> [Exercise task]:
Rewrite every line of the items below as a Markdown table with two columns, Row and Line. Number the rows in order and leave out any blank lines.

> [Supplied entries]:
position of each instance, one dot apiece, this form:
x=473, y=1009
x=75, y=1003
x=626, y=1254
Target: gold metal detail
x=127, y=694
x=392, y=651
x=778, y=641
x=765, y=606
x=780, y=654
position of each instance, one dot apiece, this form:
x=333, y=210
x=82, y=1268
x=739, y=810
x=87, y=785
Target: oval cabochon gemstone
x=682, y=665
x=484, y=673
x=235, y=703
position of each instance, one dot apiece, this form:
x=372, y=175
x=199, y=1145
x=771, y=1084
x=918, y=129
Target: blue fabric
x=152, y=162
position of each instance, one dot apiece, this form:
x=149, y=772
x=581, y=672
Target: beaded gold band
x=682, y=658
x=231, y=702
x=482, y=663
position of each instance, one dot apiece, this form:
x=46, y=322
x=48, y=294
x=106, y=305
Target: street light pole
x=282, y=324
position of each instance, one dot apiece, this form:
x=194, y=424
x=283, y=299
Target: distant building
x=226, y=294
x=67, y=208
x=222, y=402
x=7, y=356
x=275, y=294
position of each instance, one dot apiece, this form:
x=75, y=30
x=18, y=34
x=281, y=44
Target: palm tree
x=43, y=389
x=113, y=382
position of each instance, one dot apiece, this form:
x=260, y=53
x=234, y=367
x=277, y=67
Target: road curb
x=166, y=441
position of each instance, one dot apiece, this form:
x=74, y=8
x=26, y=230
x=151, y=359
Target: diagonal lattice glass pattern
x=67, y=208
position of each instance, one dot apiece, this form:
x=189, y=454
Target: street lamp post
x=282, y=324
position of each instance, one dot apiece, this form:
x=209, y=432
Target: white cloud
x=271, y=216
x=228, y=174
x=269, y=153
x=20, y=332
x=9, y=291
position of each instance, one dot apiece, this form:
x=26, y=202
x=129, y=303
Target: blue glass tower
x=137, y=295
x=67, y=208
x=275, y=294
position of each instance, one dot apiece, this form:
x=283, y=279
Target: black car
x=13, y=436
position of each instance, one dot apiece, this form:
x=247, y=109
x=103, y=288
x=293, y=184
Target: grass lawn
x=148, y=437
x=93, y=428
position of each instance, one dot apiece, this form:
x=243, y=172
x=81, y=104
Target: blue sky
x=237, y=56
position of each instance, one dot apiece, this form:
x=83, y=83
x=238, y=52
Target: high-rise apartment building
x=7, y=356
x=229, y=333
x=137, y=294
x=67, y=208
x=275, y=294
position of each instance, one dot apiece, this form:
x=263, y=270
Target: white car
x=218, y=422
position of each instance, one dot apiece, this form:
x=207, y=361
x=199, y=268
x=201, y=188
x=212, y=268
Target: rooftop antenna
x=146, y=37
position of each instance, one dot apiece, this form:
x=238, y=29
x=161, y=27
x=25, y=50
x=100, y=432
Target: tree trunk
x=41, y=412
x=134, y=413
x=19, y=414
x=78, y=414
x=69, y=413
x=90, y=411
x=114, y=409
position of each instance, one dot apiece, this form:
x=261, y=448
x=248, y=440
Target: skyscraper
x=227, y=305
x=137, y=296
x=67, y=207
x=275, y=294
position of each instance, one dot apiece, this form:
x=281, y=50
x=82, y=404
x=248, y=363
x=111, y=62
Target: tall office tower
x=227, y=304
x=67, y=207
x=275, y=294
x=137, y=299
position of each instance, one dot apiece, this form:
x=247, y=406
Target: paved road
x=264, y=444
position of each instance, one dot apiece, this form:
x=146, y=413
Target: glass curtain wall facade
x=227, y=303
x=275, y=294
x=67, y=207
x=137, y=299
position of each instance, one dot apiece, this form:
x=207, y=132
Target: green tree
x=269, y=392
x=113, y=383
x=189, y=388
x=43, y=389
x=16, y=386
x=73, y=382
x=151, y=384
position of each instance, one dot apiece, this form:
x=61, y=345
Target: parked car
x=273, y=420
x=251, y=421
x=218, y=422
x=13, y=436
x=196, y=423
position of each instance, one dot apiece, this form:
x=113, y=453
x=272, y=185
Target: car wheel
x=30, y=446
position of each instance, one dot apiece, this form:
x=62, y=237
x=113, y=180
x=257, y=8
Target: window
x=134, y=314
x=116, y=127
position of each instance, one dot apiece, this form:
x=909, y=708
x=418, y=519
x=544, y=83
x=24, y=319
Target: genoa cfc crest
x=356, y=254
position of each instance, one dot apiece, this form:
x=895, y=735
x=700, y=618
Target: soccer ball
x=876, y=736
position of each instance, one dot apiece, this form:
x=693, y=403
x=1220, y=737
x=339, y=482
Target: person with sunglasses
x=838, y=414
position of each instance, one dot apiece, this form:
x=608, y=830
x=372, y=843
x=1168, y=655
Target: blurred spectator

> [Worked solution]:
| Row | Line |
|---|---|
| 1 | position of each instance, one dot apiece, this form: |
| 2 | x=473, y=1009 |
| 3 | x=75, y=1003 |
| 4 | x=626, y=1254 |
| 5 | Target: gold metal detail |
| 6 | x=127, y=694 |
| 7 | x=392, y=651 |
| 8 | x=778, y=641 |
| 9 | x=765, y=606 |
| 10 | x=780, y=654 |
| 11 | position of each instance, one dot apiece, this form: |
| 12 | x=333, y=210 |
| 13 | x=82, y=1268 |
| 14 | x=739, y=810 |
| 15 | x=87, y=785 |
| 16 | Target: oval cabochon gemstone |
| 17 | x=682, y=665 |
| 18 | x=484, y=673 |
| 19 | x=235, y=703 |
| 20 | position of each instance, one dot apiece, this form: |
| 21 | x=372, y=175 |
| 22 | x=199, y=1145 |
| 23 | x=771, y=1084 |
| 24 | x=918, y=129 |
| 25 | Target: blue fabric |
| 26 | x=152, y=162 |
| 27 | position of each instance, one dot apiece, this form: |
| 28 | x=149, y=772 |
| 29 | x=581, y=672 |
| 30 | Target: beaded gold band |
| 31 | x=682, y=658 |
| 32 | x=231, y=702 |
| 33 | x=482, y=663 |
| 34 | position of each instance, one dot apiece, this form: |
| 35 | x=46, y=322 |
| 36 | x=48, y=294 |
| 37 | x=106, y=305 |
| 38 | Target: street light pole |
| 39 | x=282, y=324 |
| 40 | position of each instance, one dot apiece, this form: |
| 41 | x=194, y=424 |
| 42 | x=283, y=299 |
| 43 | Target: distant building |
| 44 | x=226, y=294 |
| 45 | x=67, y=208 |
| 46 | x=222, y=402 |
| 47 | x=7, y=356 |
| 48 | x=275, y=294 |
| 49 | position of each instance, one dot apiece, this form: |
| 50 | x=75, y=30 |
| 51 | x=18, y=34 |
| 52 | x=281, y=44 |
| 53 | Target: palm tree |
| 54 | x=43, y=389 |
| 55 | x=113, y=382 |
| 56 | position of each instance, one dot apiece, this form: |
| 57 | x=260, y=53 |
| 58 | x=234, y=367 |
| 59 | x=277, y=67 |
| 60 | Target: road curb |
| 61 | x=166, y=441 |
| 62 | position of each instance, one dot apiece, this form: |
| 63 | x=74, y=8 |
| 64 | x=26, y=230 |
| 65 | x=151, y=359 |
| 66 | Target: diagonal lattice glass pattern |
| 67 | x=67, y=208 |
| 68 | position of each instance, one dot apiece, this form: |
| 69 | x=189, y=454 |
| 70 | Target: street lamp post |
| 71 | x=282, y=324 |
| 72 | position of each instance, one dot apiece, this form: |
| 73 | x=209, y=432 |
| 74 | Target: white cloud |
| 75 | x=271, y=216 |
| 76 | x=228, y=174 |
| 77 | x=269, y=153 |
| 78 | x=20, y=332 |
| 79 | x=9, y=291 |
| 80 | position of each instance, one dot apiece, this form: |
| 81 | x=26, y=202 |
| 82 | x=129, y=303 |
| 83 | Target: blue glass tower |
| 84 | x=137, y=295 |
| 85 | x=67, y=208 |
| 86 | x=275, y=294 |
| 87 | position of each instance, one dot apiece, this form: |
| 88 | x=283, y=279 |
| 89 | Target: black car |
| 90 | x=13, y=436 |
| 91 | position of each instance, one dot apiece, this form: |
| 92 | x=247, y=109 |
| 93 | x=103, y=288 |
| 94 | x=293, y=184 |
| 95 | Target: grass lawn |
| 96 | x=148, y=437 |
| 97 | x=93, y=428 |
| 98 | position of each instance, one dot apiece, this form: |
| 99 | x=243, y=172 |
| 100 | x=81, y=104 |
| 101 | Target: blue sky |
| 102 | x=237, y=56 |
| 103 | position of each instance, one dot apiece, this form: |
| 104 | x=83, y=83 |
| 105 | x=238, y=52 |
| 106 | Target: high-rise apartment building |
| 107 | x=7, y=356 |
| 108 | x=229, y=333 |
| 109 | x=137, y=294 |
| 110 | x=67, y=208 |
| 111 | x=275, y=294 |
| 112 | position of each instance, one dot apiece, this form: |
| 113 | x=263, y=270 |
| 114 | Target: white car |
| 115 | x=218, y=422 |
| 116 | position of each instance, one dot apiece, this form: |
| 117 | x=207, y=361 |
| 118 | x=199, y=268 |
| 119 | x=201, y=188 |
| 120 | x=212, y=268 |
| 121 | Target: rooftop antenna |
| 122 | x=146, y=37 |
| 123 | position of each instance, one dot apiece, this form: |
| 124 | x=238, y=29 |
| 125 | x=161, y=27 |
| 126 | x=25, y=50 |
| 127 | x=100, y=432 |
| 128 | Target: tree trunk |
| 129 | x=41, y=412 |
| 130 | x=134, y=413 |
| 131 | x=19, y=414 |
| 132 | x=78, y=414 |
| 133 | x=69, y=413 |
| 134 | x=90, y=411 |
| 135 | x=114, y=409 |
| 136 | position of each instance, one dot apiece, this form: |
| 137 | x=261, y=448 |
| 138 | x=248, y=440 |
| 139 | Target: skyscraper |
| 140 | x=227, y=305 |
| 141 | x=137, y=296 |
| 142 | x=67, y=207 |
| 143 | x=275, y=294 |
| 144 | position of each instance, one dot apiece, this form: |
| 145 | x=281, y=50 |
| 146 | x=82, y=404 |
| 147 | x=248, y=363 |
| 148 | x=111, y=62 |
| 149 | Target: tall office tower |
| 150 | x=227, y=304 |
| 151 | x=67, y=207 |
| 152 | x=275, y=294 |
| 153 | x=137, y=299 |
| 154 | position of each instance, one dot apiece, this form: |
| 155 | x=247, y=406 |
| 156 | Target: paved road |
| 157 | x=264, y=444 |
| 158 | position of each instance, one dot apiece, this form: |
| 159 | x=146, y=413 |
| 160 | Target: glass curtain wall facade |
| 161 | x=227, y=303 |
| 162 | x=275, y=294 |
| 163 | x=67, y=207 |
| 164 | x=137, y=299 |
| 165 | position of each instance, one dot apiece, this form: |
| 166 | x=207, y=132 |
| 167 | Target: green tree |
| 168 | x=269, y=392 |
| 169 | x=113, y=383 |
| 170 | x=189, y=388 |
| 171 | x=43, y=389 |
| 172 | x=16, y=386 |
| 173 | x=73, y=382 |
| 174 | x=151, y=384 |
| 175 | position of each instance, one dot apiece, this form: |
| 176 | x=61, y=345 |
| 177 | Target: parked car |
| 178 | x=273, y=420 |
| 179 | x=251, y=421 |
| 180 | x=218, y=422 |
| 181 | x=13, y=436 |
| 182 | x=196, y=423 |
| 183 | position of each instance, one dot apiece, this form: |
| 184 | x=113, y=453 |
| 185 | x=272, y=185 |
| 186 | Target: car wheel |
| 187 | x=30, y=446 |
| 188 | position of each instance, one dot apiece, this form: |
| 189 | x=62, y=237 |
| 190 | x=113, y=180 |
| 191 | x=257, y=8 |
| 192 | Target: window |
| 193 | x=134, y=314 |
| 194 | x=116, y=127 |
| 195 | position of each instance, one dot apiece, this form: |
| 196 | x=909, y=708 |
| 197 | x=418, y=519 |
| 198 | x=544, y=83 |
| 199 | x=24, y=319 |
| 200 | Target: genoa cfc crest |
| 201 | x=356, y=254 |
| 202 | position of each instance, one dot apiece, this form: |
| 203 | x=895, y=735 |
| 204 | x=700, y=618 |
| 205 | Target: soccer ball |
| 206 | x=876, y=736 |
| 207 | position of each instance, one dot apiece, this form: |
| 208 | x=693, y=403 |
| 209 | x=1220, y=737 |
| 210 | x=339, y=482 |
| 211 | Target: person with sunglasses |
| 212 | x=838, y=414 |
| 213 | position of each instance, one dot apiece, this form: |
| 214 | x=608, y=830 |
| 215 | x=372, y=843 |
| 216 | x=1168, y=655 |
| 217 | Target: blurred spectator |